## PASSAGE
## start
Let's cultivate a consciousness of interconnectivity. Of me and we. Of not in my backyard and not in yours either...reverence doesn't mean me over you, or humans over the more than human world. It means both/and. Honor, respect and awe for life.

How much better would you feel if you cultivated reverence? What would change? 

Here are a few idea's if I've peaked your interest!


  • Pause before you leave the house in the morning. If you are driving think of every car around you filled with your loved ones. Drive like you want every living thing around you to be safe.

  • When you are considering changing a landscape put yourself in the place of what you want to get rid of. See if you can think, and feel, and wonder from a non-human and a non-you perspective. Your neighbors, the insects, birds, trees etc.

  • Remind yourself to think at least seven generations beyond your lifetime when you make decisions. We need a longer view to live well in the short time we are here. Hold reverence for what lives when you are gone.

  • Spend time with people who have less privilege than you do. Practice having reverence for a life different than yours.
## end
## DATA ROWS
## start
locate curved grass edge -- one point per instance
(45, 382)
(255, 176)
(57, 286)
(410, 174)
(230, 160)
## end
## start
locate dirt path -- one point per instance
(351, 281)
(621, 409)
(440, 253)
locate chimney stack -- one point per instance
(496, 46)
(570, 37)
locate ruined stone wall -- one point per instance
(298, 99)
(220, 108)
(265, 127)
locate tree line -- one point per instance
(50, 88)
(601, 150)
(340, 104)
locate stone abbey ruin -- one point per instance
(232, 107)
## end
## GOAL
Could you copy, word for word, the part of the reverence passage above between "Let's cultivate a" and "What would change?", inclusive?

## RESPONSE TO THIS EXERCISE
Let's cultivate a consciousness of interconnectivity. Of me and we. Of not in my backyard and not in yours either...reverence doesn't mean me over you, or humans over the more than human world. It means both/and. Honor, respect and awe for life.

How much better would you feel if you cultivated reverence? What would change?